Photo-based referring expression data
++++

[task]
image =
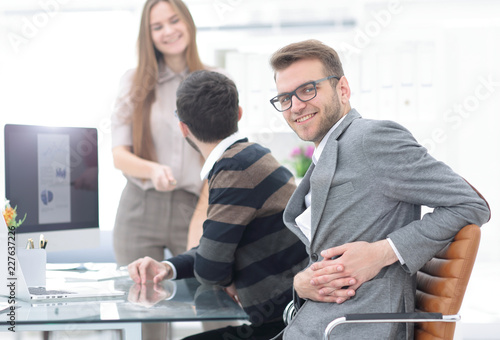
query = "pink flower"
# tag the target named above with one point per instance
(309, 151)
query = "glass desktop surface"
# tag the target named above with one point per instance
(171, 301)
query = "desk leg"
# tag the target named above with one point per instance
(131, 331)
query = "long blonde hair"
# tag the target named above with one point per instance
(142, 92)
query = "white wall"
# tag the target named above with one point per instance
(423, 63)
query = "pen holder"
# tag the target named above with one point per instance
(33, 263)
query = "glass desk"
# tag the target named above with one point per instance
(171, 301)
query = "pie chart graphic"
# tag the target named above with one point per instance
(47, 196)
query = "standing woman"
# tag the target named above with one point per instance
(163, 172)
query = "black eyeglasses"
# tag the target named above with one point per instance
(304, 93)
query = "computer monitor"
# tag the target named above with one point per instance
(51, 176)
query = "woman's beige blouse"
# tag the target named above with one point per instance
(170, 145)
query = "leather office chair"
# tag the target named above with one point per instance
(441, 286)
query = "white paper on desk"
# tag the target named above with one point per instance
(4, 306)
(100, 275)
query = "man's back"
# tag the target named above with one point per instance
(244, 240)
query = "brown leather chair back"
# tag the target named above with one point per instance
(442, 282)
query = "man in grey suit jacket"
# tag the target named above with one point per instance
(361, 201)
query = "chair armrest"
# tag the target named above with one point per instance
(289, 312)
(388, 317)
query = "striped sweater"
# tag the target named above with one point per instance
(244, 240)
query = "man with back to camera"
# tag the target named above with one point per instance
(245, 245)
(361, 200)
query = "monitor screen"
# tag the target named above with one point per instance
(51, 176)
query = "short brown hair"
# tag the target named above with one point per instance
(308, 49)
(207, 102)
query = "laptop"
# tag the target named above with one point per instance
(13, 283)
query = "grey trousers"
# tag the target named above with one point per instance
(146, 223)
(149, 221)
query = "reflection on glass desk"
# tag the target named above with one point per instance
(170, 301)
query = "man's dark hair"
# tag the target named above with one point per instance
(207, 102)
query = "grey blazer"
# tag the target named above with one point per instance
(369, 184)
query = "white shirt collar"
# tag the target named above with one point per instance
(217, 152)
(321, 146)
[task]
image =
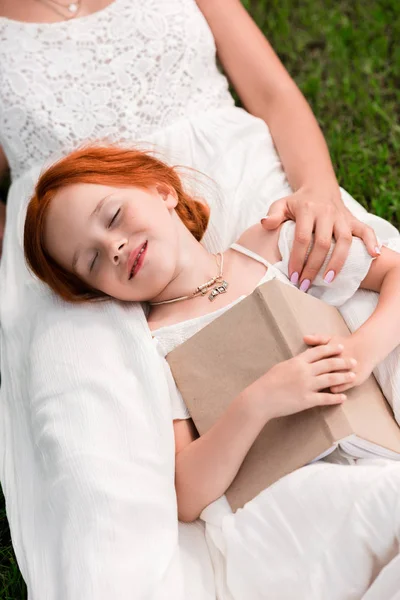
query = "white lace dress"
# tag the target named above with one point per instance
(86, 441)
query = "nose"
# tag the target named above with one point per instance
(115, 250)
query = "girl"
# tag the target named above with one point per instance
(107, 222)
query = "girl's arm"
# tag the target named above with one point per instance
(380, 334)
(268, 92)
(206, 466)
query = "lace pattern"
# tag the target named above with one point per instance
(118, 74)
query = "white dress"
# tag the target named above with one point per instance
(86, 439)
(283, 540)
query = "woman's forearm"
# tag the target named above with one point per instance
(206, 467)
(268, 92)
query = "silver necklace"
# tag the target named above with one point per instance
(73, 8)
(201, 290)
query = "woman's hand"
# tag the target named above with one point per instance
(325, 215)
(296, 384)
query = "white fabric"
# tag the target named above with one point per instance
(86, 441)
(326, 531)
(120, 73)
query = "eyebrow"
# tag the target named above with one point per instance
(93, 214)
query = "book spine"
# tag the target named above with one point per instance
(277, 299)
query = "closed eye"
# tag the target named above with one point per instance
(114, 217)
(93, 261)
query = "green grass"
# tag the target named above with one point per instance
(345, 57)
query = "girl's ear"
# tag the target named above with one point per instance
(167, 194)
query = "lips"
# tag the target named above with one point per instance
(135, 260)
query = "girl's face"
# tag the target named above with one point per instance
(97, 232)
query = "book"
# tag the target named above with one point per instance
(217, 363)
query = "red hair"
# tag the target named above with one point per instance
(103, 165)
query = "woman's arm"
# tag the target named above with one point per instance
(3, 172)
(3, 164)
(268, 92)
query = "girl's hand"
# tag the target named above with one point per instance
(295, 384)
(325, 215)
(353, 347)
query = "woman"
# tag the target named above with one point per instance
(134, 235)
(124, 70)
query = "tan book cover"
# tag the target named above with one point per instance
(217, 363)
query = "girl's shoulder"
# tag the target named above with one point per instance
(262, 242)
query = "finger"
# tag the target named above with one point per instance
(329, 365)
(324, 398)
(276, 215)
(330, 380)
(321, 246)
(324, 351)
(342, 388)
(315, 339)
(302, 240)
(367, 234)
(343, 237)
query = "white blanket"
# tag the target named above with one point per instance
(86, 440)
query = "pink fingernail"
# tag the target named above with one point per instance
(305, 284)
(329, 276)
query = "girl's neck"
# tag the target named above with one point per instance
(242, 274)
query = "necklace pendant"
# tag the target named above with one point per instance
(219, 289)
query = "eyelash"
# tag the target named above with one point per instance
(114, 217)
(109, 225)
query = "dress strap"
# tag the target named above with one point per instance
(251, 254)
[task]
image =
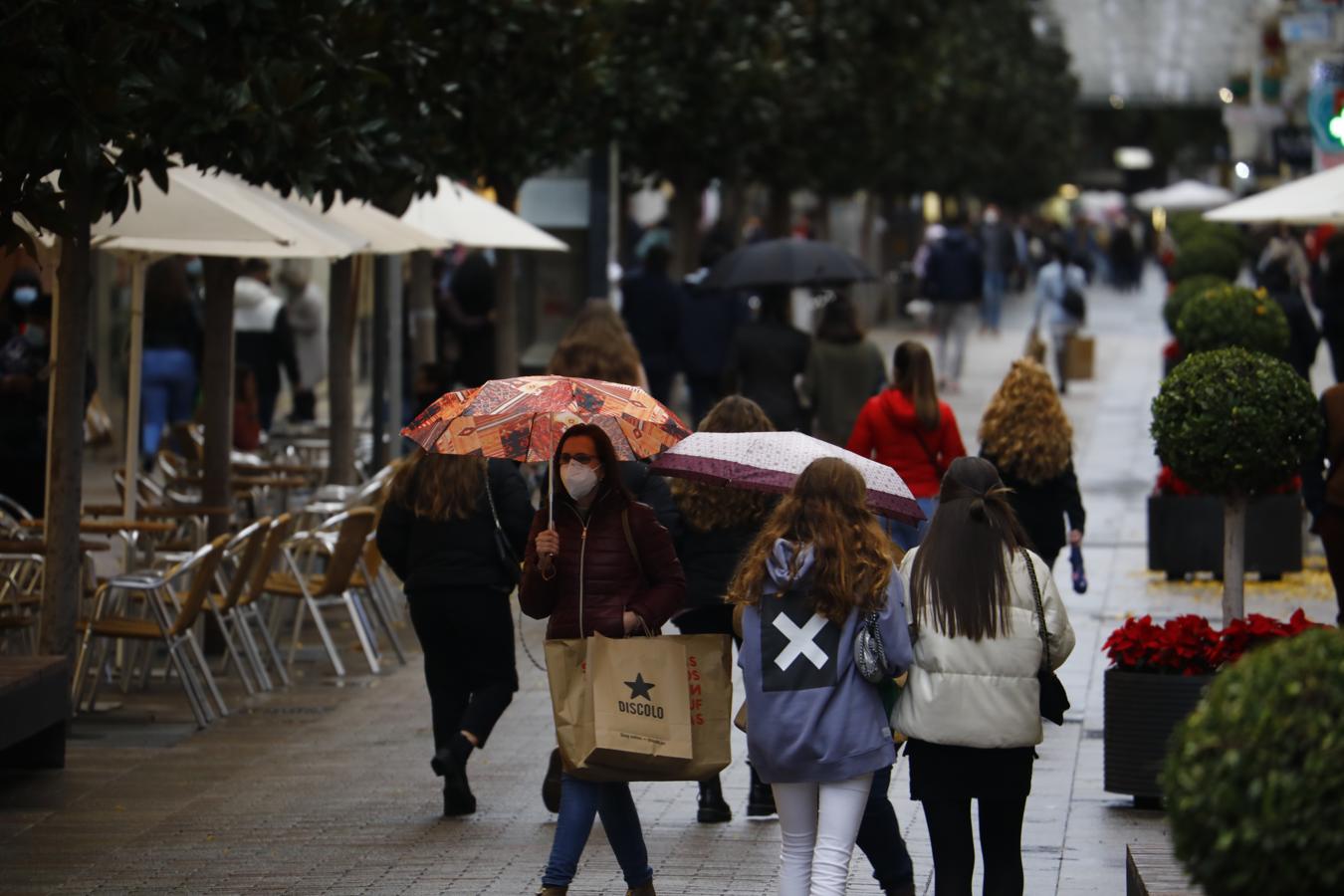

++++

** Problem requirements **
Would you count the lines in the data that contain the word "dress" and state only the number?

** Exercise result **
3